*** Task input Section Begins ***

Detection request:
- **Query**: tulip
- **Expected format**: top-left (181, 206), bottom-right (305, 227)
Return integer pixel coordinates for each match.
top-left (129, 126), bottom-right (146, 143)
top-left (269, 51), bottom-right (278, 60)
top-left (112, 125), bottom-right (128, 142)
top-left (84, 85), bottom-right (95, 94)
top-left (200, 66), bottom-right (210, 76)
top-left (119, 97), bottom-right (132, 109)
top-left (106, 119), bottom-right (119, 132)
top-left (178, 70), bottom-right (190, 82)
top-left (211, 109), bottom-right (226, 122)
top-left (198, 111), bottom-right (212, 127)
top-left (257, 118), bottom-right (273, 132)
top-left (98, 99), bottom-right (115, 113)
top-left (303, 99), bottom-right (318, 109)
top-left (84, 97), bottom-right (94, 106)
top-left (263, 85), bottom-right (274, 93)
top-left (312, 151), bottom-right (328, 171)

*** Task input Section Ends ***

◆ **Work required**: The complete set of entries is to be restated word for word.

◆ **Solution for this task**:
Detection request:
- **Query**: tulip
- **Expected format**: top-left (181, 206), bottom-right (305, 227)
Return integer pixel coordinates for each match.
top-left (129, 126), bottom-right (146, 143)
top-left (269, 51), bottom-right (278, 60)
top-left (112, 125), bottom-right (128, 142)
top-left (84, 85), bottom-right (95, 94)
top-left (200, 66), bottom-right (210, 76)
top-left (119, 97), bottom-right (132, 109)
top-left (106, 119), bottom-right (119, 132)
top-left (178, 70), bottom-right (190, 82)
top-left (211, 109), bottom-right (226, 122)
top-left (198, 111), bottom-right (212, 127)
top-left (257, 118), bottom-right (273, 132)
top-left (98, 99), bottom-right (115, 113)
top-left (303, 99), bottom-right (318, 109)
top-left (84, 97), bottom-right (94, 106)
top-left (263, 85), bottom-right (274, 93)
top-left (312, 151), bottom-right (328, 171)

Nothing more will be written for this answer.